- Records to use
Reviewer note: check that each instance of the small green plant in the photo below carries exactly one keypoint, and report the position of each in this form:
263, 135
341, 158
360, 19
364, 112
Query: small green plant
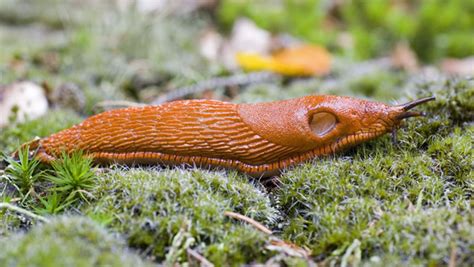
73, 176
53, 204
23, 172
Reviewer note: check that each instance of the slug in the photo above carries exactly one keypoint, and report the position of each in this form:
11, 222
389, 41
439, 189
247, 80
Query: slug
258, 139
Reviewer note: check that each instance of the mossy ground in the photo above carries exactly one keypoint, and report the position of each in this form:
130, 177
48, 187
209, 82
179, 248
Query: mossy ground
380, 203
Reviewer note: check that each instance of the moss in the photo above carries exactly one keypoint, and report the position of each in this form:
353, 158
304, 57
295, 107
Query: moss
150, 207
66, 241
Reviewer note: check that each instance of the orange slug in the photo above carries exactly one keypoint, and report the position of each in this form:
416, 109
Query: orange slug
258, 139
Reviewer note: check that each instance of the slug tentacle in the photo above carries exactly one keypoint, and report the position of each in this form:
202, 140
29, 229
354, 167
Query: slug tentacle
258, 139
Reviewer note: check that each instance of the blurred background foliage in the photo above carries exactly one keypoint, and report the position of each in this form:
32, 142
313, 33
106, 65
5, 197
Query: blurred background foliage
433, 28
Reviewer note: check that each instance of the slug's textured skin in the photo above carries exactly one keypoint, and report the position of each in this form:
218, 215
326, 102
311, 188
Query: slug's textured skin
259, 139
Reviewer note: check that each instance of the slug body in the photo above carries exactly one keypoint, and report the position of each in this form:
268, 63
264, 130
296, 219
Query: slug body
258, 139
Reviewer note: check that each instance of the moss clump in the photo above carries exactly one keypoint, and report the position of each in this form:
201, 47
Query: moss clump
153, 208
66, 241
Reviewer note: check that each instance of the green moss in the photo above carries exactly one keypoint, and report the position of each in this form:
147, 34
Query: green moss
151, 207
66, 241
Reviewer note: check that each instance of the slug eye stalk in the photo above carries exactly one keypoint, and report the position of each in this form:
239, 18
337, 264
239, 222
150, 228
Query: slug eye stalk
407, 114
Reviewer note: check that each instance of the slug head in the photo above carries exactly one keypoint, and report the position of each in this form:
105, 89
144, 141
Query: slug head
342, 121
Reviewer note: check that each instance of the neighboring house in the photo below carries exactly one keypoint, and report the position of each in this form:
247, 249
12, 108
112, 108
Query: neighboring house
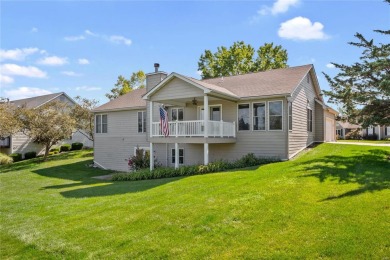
20, 143
376, 132
276, 113
343, 128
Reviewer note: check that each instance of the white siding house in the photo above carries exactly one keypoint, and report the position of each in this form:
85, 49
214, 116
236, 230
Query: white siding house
275, 113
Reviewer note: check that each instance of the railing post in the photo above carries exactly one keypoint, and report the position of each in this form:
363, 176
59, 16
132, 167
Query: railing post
221, 128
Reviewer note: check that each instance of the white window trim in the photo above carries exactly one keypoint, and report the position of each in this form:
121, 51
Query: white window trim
176, 108
101, 123
253, 117
173, 149
312, 126
250, 116
143, 148
143, 113
268, 116
213, 105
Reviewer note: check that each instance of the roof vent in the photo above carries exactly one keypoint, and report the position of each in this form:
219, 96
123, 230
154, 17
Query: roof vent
156, 66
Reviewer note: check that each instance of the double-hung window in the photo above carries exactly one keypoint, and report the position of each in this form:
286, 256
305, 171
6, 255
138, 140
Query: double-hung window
181, 156
258, 116
101, 124
142, 122
243, 117
309, 120
177, 114
275, 115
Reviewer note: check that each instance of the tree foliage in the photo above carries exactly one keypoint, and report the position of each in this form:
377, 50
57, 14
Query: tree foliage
83, 115
240, 59
123, 85
362, 89
48, 123
9, 119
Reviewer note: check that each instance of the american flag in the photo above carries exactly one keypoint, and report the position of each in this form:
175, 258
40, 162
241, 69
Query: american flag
164, 122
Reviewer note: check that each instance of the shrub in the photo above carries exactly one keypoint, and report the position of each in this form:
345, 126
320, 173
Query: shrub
353, 135
5, 159
65, 148
168, 172
76, 146
30, 155
16, 157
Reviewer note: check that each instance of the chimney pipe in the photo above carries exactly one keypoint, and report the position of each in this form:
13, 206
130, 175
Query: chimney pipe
156, 66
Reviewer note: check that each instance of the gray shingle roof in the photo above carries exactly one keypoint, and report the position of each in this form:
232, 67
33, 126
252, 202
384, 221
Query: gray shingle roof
130, 100
265, 83
34, 102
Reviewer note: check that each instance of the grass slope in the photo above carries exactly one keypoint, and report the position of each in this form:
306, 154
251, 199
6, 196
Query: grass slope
330, 202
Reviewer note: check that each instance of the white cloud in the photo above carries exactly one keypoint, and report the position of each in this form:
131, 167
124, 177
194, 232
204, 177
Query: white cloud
87, 88
74, 38
301, 28
118, 39
25, 92
26, 71
53, 61
71, 73
330, 66
17, 54
280, 6
83, 61
6, 79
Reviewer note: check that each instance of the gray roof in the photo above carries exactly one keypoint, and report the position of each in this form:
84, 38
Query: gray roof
264, 83
130, 100
34, 102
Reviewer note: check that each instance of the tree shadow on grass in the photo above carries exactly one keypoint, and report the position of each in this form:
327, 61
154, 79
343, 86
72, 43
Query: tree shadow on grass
370, 169
84, 185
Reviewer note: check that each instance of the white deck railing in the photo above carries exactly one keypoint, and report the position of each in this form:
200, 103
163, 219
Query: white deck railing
196, 128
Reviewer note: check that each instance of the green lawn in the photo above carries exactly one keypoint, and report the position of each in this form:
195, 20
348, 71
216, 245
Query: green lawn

- Job
Omit the pictures and reproduce the listing exactly.

- Exercise response
Reviewer note: check that each instance of the small green plant in the photo below carries exactly one keypoint, and report the position of each in this form:
263, 135
341, 158
360, 19
364, 112
Query: small green plant
73, 176
53, 204
23, 172
Reviewer note: check that each instance of the slug in the photo above carries exactly one keypoint, and report the position of each in this form:
11, 222
389, 41
439, 189
247, 80
Query: slug
258, 139
Reviewer note: check that each instance of the mossy ground in the photo above carries exactly one keypoint, and report the position of each in this form:
130, 177
48, 187
209, 82
179, 248
Query: mossy ground
380, 203
Reviewer note: check that each instance of the moss in the photo above carries exactly one keypoint, and report the position of each in this form:
353, 158
304, 57
295, 107
Query: moss
150, 207
66, 241
Reviewer note: check that each instance of the orange slug in the photo above carries exactly one keypoint, and report the position of each in this form:
416, 109
Query: orange slug
258, 139
Reviewer note: check that each instance of the slug tentacle in the photo above carries exactly one keypoint, and report the position of each in this form:
202, 140
29, 229
354, 167
Query: slug tentacle
258, 139
Reviewer note: check that each instance of the blurred background foliage in the photo above carries exactly one keypoint, and report the position of each in this form:
32, 142
313, 33
106, 65
5, 197
Query: blurred background foliage
433, 28
Reviewer note: check that each instance of the slug's textured skin in the photo above carries exactly one keypoint, and report the position of each in this form:
218, 215
326, 102
311, 188
Query: slug's textured skin
259, 139
Reviewer note: check that each instance of the slug body in the photo above carries exactly one keypoint, and report the position of each in this form:
268, 63
264, 130
296, 219
Query: slug body
258, 139
Reviewer note: check that each instance of the moss clump in the photo above carries exactly one keypoint, and report the position of each in this form:
201, 47
Query: moss clump
153, 208
66, 241
Reviewer note: check that each instance of the green moss in the photo above carries exactly one keypoint, and report the position of each in this form:
147, 34
Query: green moss
151, 207
66, 241
Reviewer note: check that each instance of the slug eye stalk in the photo above carries exactly one keypoint, and report the position of each in this form:
239, 18
337, 264
239, 222
150, 228
Query: slug eye stalk
407, 114
Reviewer note: check that each instance of the slug head in the photo above carries exactly one keypoint, and report the position of each in this form:
105, 89
144, 141
Query: slug head
342, 121
Reviewer note: check that each instance of the neighboring house in the photo below carries exactly one keypoint, and report the position of each in this form:
247, 249
12, 108
112, 108
Query: neighboring house
20, 143
376, 132
276, 113
343, 128
Reviewer note: check that each instance of the white siding house in the photo above carries exactly one keypoint, and report the position of each in this form:
85, 49
214, 116
236, 230
Query: white siding house
275, 113
Reviewer note: check that each instance of the railing post in the photo above carries exactly one keypoint, and report the position of each in this form:
363, 176
59, 16
132, 167
Query: railing post
221, 128
Reviewer note: check that each instance of the white window trim in the photo above carries exactly one keypoint, and report the position of each in this form:
121, 51
Query: white window trim
176, 108
101, 123
253, 117
173, 149
312, 126
250, 116
143, 148
143, 113
268, 116
213, 105
Reviewer note: check that each instance of the roof vent in the photo above carries exactly one keypoint, and report the position of each in this form:
219, 96
123, 230
154, 17
Query: roof vent
156, 66
Reviewer note: check that each instance of the double-hung window in the photo above carries exactly one keypoint, and report the position of each in this form:
286, 256
305, 171
6, 255
138, 140
Query: double-hung window
181, 156
258, 116
101, 124
142, 122
243, 117
309, 120
177, 114
275, 115
Reviewer note: check that each instance of the tree foliage in the photo above carries exactly one keypoint, and report the position of each in this form:
377, 50
57, 14
Query: tree foliage
83, 115
240, 59
123, 85
362, 89
48, 123
9, 119
Reviewer note: check that each instance of the american flag in the photo above carries exactly one keypoint, and report the position of each in this form:
175, 258
40, 162
241, 69
Query: american flag
164, 122
Reviewer note: check that each instance of the shrub in the photo above carries exactly one keypoint, and report the position of each in this form:
345, 126
320, 173
Query: shrub
353, 135
5, 159
65, 148
168, 172
76, 146
30, 155
16, 157
Reviewer note: check that each instance of the chimney pipe in the photo above carries exactly one keypoint, and report the position of each in this form:
13, 206
130, 175
Query: chimney pipe
156, 66
Reviewer note: check that each instance of the gray shingle roof in the photo above carries exactly one keypoint, and report the position of each in this form:
232, 67
33, 126
252, 202
384, 221
Query: gray shingle roof
130, 100
265, 83
34, 102
Reviewer note: check that each instance of the grass slope in the photo above carries exactly one keypoint, and report the position of each in this form:
306, 154
251, 199
6, 196
Query: grass slope
330, 202
Reviewer note: check that each instance of the white cloud in the photo above carries exactly one keypoint, and report the position of each in this form:
131, 167
124, 177
194, 232
204, 177
Query: white cloud
87, 88
74, 38
301, 28
118, 39
25, 92
26, 71
53, 61
71, 73
330, 66
17, 54
280, 6
83, 61
6, 79
Reviewer note: check that each instance of the gray roof in the photo above carries exactly one keypoint, and report the position of each in this form:
84, 38
Query: gray roof
264, 83
130, 100
34, 102
Reviewer note: check that each instance of the tree shadow on grass in the photo above carries exactly one keypoint, and report the position of each in this form:
327, 61
154, 79
343, 86
72, 43
Query: tree shadow on grass
370, 169
84, 185
Reviewer note: check that each instance of the white deck railing in the photo above carries exactly one keypoint, and report the position of each in this form:
200, 103
163, 219
Query: white deck railing
196, 128
Reviewer note: check that each instance of the green lawn in the photo above carries exactly one keypoint, and report the position of each in this form:
195, 20
348, 71
216, 245
Query: green lawn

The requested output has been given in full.